STATED GOAL:
Using the text on word clouds, explain in one to three sentences why the word "sect" turning up in many more reports after the Surge did not point to a dramatic rise in sectarian violence.

[START SOURCE TEXT]

Of course, the biggest problem with word clouds is that they are often applied to situations where textual analysis is not appropriate. One could argue that word clouds make sense when the point is to specifically analyze word usage (though I’d still suggest alternatives), but it’s ludicrous to make sense of a complex topic like the Iraq War by looking only at the words used to describe the events. Don’t confuse signifiers with what they signify.

And what about the readers? Word clouds leave them to figure out the context of the data by themselves. How is the reader to know from this word cloud that LN is a “Local National” or COP is “Combat Outpost” (and not a police officer)? Most interesting data requires some form of translation or explanation to bring the reader quickly up to speed, word clouds provide nothing in that regard.

Visualization is reporting, with many of the same elements that would make a traditional story effective.

Furthermore, where is the narrative? For our visualization, we chose to focus on one narrative out of the many within the Iraq War Logs, and we displayed the data to make that clear. Word clouds, on the other hand, require the reader to squint at them like stereograms until a narrative pops into place. In this case, you can figure out that the Iraq occupation involved a lot of IEDs and explosions. Which is likely news to nobody.

As an example of how this might lead the reader astray, we initially thought we saw surprising and dramatic rise in sectarian violence after the Surge, because of the word “sect” was appearing in many more reports. We soon figured out that what we were seeing had less to do with violence levels and more to do with bureaucracy: the adoption of new Army requirements requiring the reporting of the sect of detainees. Of course, the horrific violence we visualized in Baghdad was sectarian, but this was not something indicated in the text of the reports at the time. If we had visualized the violence in Baghdad as a series of word clouds for each year, we might have thought that the violence was not sectarian at all.

[END SOURCE TEXT]
[START EXTRACTED INFORMATION]

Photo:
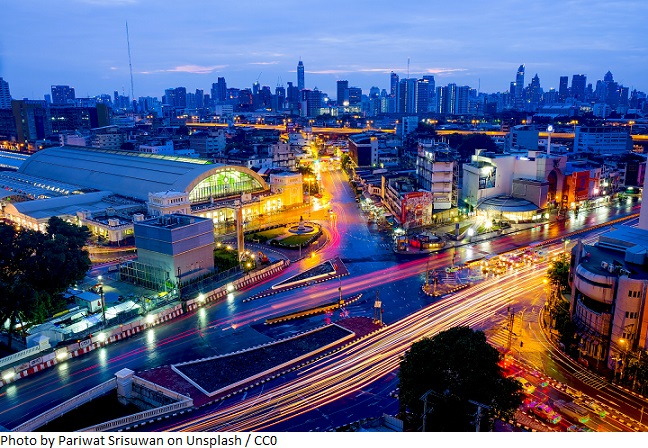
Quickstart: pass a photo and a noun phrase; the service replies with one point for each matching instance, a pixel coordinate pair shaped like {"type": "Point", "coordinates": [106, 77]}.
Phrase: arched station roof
{"type": "Point", "coordinates": [134, 174]}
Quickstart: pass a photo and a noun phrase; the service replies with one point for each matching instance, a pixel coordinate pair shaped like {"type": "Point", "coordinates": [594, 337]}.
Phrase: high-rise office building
{"type": "Point", "coordinates": [300, 76]}
{"type": "Point", "coordinates": [442, 100]}
{"type": "Point", "coordinates": [431, 90]}
{"type": "Point", "coordinates": [535, 94]}
{"type": "Point", "coordinates": [355, 95]}
{"type": "Point", "coordinates": [5, 95]}
{"type": "Point", "coordinates": [579, 83]}
{"type": "Point", "coordinates": [219, 91]}
{"type": "Point", "coordinates": [62, 94]}
{"type": "Point", "coordinates": [176, 97]}
{"type": "Point", "coordinates": [563, 89]}
{"type": "Point", "coordinates": [461, 99]}
{"type": "Point", "coordinates": [393, 82]}
{"type": "Point", "coordinates": [343, 92]}
{"type": "Point", "coordinates": [518, 97]}
{"type": "Point", "coordinates": [422, 96]}
{"type": "Point", "coordinates": [407, 96]}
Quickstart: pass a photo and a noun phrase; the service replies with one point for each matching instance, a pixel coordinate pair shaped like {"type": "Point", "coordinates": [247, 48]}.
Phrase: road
{"type": "Point", "coordinates": [233, 324]}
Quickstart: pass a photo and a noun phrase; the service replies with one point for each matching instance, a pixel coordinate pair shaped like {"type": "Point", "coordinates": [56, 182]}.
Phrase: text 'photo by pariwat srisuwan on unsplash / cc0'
{"type": "Point", "coordinates": [267, 220]}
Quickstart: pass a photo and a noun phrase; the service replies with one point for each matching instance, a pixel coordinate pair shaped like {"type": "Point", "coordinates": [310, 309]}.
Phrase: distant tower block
{"type": "Point", "coordinates": [643, 213]}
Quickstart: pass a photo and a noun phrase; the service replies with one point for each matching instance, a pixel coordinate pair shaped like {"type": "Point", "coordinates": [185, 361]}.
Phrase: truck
{"type": "Point", "coordinates": [572, 411]}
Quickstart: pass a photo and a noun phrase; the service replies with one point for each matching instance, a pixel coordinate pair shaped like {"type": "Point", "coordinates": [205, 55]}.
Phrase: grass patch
{"type": "Point", "coordinates": [265, 235]}
{"type": "Point", "coordinates": [295, 240]}
{"type": "Point", "coordinates": [225, 259]}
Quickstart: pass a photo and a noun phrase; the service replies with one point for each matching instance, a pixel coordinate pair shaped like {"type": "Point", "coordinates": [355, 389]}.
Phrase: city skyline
{"type": "Point", "coordinates": [193, 46]}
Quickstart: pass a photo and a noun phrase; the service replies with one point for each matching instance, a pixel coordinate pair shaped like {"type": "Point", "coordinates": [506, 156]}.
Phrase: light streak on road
{"type": "Point", "coordinates": [364, 361]}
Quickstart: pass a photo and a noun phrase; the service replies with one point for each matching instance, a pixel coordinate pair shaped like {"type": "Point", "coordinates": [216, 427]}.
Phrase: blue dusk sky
{"type": "Point", "coordinates": [82, 43]}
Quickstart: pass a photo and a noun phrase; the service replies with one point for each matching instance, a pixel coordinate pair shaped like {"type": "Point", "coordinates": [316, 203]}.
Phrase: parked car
{"type": "Point", "coordinates": [527, 387]}
{"type": "Point", "coordinates": [546, 413]}
{"type": "Point", "coordinates": [595, 407]}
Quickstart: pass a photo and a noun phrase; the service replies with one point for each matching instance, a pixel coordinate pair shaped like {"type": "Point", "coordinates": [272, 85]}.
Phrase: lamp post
{"type": "Point", "coordinates": [103, 301]}
{"type": "Point", "coordinates": [566, 241]}
{"type": "Point", "coordinates": [549, 132]}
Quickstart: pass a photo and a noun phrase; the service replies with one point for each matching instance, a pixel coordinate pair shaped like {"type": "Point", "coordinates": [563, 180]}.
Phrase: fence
{"type": "Point", "coordinates": [67, 406]}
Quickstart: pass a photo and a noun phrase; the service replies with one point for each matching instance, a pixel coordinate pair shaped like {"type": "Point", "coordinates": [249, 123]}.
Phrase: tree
{"type": "Point", "coordinates": [558, 272]}
{"type": "Point", "coordinates": [35, 268]}
{"type": "Point", "coordinates": [345, 161]}
{"type": "Point", "coordinates": [456, 366]}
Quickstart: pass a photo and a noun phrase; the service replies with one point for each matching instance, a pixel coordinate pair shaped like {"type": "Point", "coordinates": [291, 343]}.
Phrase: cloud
{"type": "Point", "coordinates": [444, 71]}
{"type": "Point", "coordinates": [109, 2]}
{"type": "Point", "coordinates": [325, 72]}
{"type": "Point", "coordinates": [189, 68]}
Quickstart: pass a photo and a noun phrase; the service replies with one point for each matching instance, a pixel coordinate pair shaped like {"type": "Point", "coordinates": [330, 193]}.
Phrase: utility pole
{"type": "Point", "coordinates": [103, 305]}
{"type": "Point", "coordinates": [478, 414]}
{"type": "Point", "coordinates": [511, 321]}
{"type": "Point", "coordinates": [378, 309]}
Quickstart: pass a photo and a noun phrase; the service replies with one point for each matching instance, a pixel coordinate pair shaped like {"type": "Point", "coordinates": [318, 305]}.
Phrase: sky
{"type": "Point", "coordinates": [190, 43]}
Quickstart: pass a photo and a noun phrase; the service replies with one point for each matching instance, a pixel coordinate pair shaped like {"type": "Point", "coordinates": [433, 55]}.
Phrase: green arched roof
{"type": "Point", "coordinates": [123, 172]}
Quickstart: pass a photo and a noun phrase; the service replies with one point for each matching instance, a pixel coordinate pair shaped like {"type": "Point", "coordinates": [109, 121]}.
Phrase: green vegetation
{"type": "Point", "coordinates": [295, 240]}
{"type": "Point", "coordinates": [36, 267]}
{"type": "Point", "coordinates": [456, 366]}
{"type": "Point", "coordinates": [558, 272]}
{"type": "Point", "coordinates": [225, 259]}
{"type": "Point", "coordinates": [265, 235]}
{"type": "Point", "coordinates": [344, 161]}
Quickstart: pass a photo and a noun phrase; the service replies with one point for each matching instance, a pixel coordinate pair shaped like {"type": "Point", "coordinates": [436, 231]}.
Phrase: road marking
{"type": "Point", "coordinates": [590, 379]}
{"type": "Point", "coordinates": [609, 401]}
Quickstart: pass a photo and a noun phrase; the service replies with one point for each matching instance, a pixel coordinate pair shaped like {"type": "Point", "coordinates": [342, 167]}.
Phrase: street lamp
{"type": "Point", "coordinates": [549, 132]}
{"type": "Point", "coordinates": [566, 241]}
{"type": "Point", "coordinates": [574, 122]}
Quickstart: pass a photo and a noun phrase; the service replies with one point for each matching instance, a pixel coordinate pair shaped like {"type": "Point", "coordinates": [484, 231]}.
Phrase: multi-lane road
{"type": "Point", "coordinates": [363, 374]}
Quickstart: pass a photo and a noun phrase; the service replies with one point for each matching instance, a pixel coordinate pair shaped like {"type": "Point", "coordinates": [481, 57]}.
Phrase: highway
{"type": "Point", "coordinates": [233, 325]}
{"type": "Point", "coordinates": [349, 371]}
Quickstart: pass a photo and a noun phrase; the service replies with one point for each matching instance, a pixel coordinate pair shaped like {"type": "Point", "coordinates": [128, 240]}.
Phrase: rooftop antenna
{"type": "Point", "coordinates": [130, 63]}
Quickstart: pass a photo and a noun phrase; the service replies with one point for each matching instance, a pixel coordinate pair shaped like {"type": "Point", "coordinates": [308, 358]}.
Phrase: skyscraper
{"type": "Point", "coordinates": [5, 96]}
{"type": "Point", "coordinates": [62, 94]}
{"type": "Point", "coordinates": [579, 82]}
{"type": "Point", "coordinates": [343, 92]}
{"type": "Point", "coordinates": [300, 76]}
{"type": "Point", "coordinates": [442, 100]}
{"type": "Point", "coordinates": [518, 98]}
{"type": "Point", "coordinates": [563, 89]}
{"type": "Point", "coordinates": [355, 95]}
{"type": "Point", "coordinates": [393, 79]}
{"type": "Point", "coordinates": [422, 95]}
{"type": "Point", "coordinates": [407, 96]}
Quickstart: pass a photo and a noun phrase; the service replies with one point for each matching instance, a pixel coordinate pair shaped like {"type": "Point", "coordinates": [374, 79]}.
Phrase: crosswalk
{"type": "Point", "coordinates": [591, 379]}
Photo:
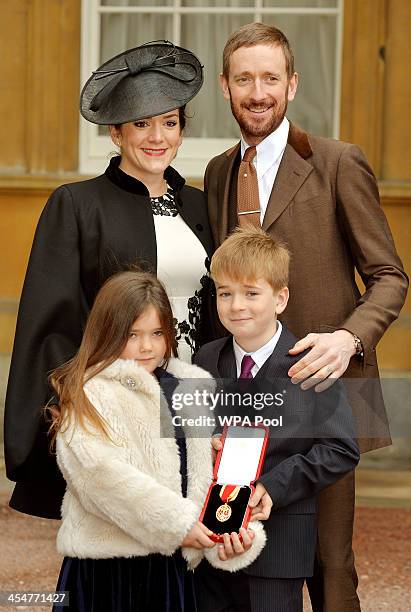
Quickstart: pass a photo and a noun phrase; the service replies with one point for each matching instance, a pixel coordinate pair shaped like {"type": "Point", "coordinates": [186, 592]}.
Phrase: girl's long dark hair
{"type": "Point", "coordinates": [120, 301]}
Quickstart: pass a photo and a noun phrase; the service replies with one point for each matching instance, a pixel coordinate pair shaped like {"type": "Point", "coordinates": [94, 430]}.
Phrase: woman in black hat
{"type": "Point", "coordinates": [138, 212]}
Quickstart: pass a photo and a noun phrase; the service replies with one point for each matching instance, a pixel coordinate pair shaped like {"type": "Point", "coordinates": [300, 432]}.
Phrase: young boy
{"type": "Point", "coordinates": [250, 271]}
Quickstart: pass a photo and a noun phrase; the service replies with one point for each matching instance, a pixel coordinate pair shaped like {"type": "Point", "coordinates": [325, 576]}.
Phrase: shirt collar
{"type": "Point", "coordinates": [261, 355]}
{"type": "Point", "coordinates": [269, 149]}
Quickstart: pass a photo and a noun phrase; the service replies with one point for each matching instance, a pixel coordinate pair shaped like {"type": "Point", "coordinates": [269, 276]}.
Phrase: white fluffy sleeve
{"type": "Point", "coordinates": [111, 488]}
{"type": "Point", "coordinates": [239, 561]}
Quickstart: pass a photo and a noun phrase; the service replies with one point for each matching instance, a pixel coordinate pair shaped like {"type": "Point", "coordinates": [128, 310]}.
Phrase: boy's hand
{"type": "Point", "coordinates": [327, 360]}
{"type": "Point", "coordinates": [198, 537]}
{"type": "Point", "coordinates": [216, 445]}
{"type": "Point", "coordinates": [233, 545]}
{"type": "Point", "coordinates": [261, 503]}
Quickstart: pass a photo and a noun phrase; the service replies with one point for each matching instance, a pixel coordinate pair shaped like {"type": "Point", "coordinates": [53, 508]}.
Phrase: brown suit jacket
{"type": "Point", "coordinates": [325, 206]}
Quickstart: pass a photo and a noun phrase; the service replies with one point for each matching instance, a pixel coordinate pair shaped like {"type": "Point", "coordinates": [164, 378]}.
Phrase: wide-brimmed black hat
{"type": "Point", "coordinates": [149, 80]}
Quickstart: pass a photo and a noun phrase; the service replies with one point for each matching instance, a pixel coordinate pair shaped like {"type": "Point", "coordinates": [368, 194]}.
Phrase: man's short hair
{"type": "Point", "coordinates": [253, 34]}
{"type": "Point", "coordinates": [249, 254]}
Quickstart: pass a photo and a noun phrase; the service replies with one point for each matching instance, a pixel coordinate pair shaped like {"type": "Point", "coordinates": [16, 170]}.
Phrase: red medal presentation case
{"type": "Point", "coordinates": [239, 461]}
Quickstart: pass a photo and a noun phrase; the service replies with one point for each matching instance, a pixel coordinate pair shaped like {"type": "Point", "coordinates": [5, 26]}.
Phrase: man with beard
{"type": "Point", "coordinates": [320, 197]}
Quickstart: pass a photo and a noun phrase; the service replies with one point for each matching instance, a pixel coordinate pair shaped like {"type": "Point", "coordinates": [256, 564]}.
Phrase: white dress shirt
{"type": "Point", "coordinates": [270, 152]}
{"type": "Point", "coordinates": [259, 356]}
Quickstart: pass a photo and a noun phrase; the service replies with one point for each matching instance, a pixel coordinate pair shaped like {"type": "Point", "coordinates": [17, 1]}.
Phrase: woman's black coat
{"type": "Point", "coordinates": [86, 232]}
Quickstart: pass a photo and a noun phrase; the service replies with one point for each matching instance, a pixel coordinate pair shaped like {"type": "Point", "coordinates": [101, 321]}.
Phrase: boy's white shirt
{"type": "Point", "coordinates": [123, 496]}
{"type": "Point", "coordinates": [259, 356]}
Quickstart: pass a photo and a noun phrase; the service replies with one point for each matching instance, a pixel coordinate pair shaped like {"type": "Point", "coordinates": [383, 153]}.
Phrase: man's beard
{"type": "Point", "coordinates": [263, 127]}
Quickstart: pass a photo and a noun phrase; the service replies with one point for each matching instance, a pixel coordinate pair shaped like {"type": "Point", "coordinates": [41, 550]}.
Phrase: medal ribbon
{"type": "Point", "coordinates": [229, 493]}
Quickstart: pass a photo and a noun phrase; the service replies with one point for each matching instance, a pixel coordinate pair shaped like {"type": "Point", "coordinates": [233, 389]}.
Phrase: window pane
{"type": "Point", "coordinates": [312, 39]}
{"type": "Point", "coordinates": [301, 3]}
{"type": "Point", "coordinates": [206, 35]}
{"type": "Point", "coordinates": [136, 2]}
{"type": "Point", "coordinates": [221, 3]}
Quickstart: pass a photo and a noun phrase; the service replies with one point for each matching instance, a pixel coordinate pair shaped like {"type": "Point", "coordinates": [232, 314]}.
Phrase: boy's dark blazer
{"type": "Point", "coordinates": [296, 468]}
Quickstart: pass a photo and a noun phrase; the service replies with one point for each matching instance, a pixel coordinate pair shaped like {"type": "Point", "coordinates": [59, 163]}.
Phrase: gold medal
{"type": "Point", "coordinates": [228, 493]}
{"type": "Point", "coordinates": [223, 513]}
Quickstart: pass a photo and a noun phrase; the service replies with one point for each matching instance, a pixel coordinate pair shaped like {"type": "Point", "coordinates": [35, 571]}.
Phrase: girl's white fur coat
{"type": "Point", "coordinates": [123, 495]}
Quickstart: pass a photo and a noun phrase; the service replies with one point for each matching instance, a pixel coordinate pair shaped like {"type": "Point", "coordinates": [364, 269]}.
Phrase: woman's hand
{"type": "Point", "coordinates": [198, 537]}
{"type": "Point", "coordinates": [233, 546]}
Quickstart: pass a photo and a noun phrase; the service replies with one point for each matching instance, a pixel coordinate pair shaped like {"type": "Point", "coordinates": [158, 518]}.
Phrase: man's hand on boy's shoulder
{"type": "Point", "coordinates": [261, 503]}
{"type": "Point", "coordinates": [327, 360]}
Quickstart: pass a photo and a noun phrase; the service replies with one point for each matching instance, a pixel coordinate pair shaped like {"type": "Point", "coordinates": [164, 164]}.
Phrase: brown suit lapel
{"type": "Point", "coordinates": [292, 173]}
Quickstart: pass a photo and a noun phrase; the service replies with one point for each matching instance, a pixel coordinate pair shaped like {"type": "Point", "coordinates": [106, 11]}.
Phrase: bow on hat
{"type": "Point", "coordinates": [173, 64]}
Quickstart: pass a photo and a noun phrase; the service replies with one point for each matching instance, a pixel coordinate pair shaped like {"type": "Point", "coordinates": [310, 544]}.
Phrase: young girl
{"type": "Point", "coordinates": [133, 497]}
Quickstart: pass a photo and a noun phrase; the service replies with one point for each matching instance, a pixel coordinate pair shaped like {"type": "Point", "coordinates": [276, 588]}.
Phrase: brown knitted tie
{"type": "Point", "coordinates": [248, 202]}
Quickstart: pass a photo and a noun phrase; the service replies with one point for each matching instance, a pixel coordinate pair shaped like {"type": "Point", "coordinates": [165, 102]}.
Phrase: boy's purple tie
{"type": "Point", "coordinates": [247, 365]}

[END EXTRACTED INFORMATION]

TASK SOLUTION:
The increase came from bureaucracy, not from violence levels. New Army requirements made reports record the sect of detainees, so the word appeared far more often.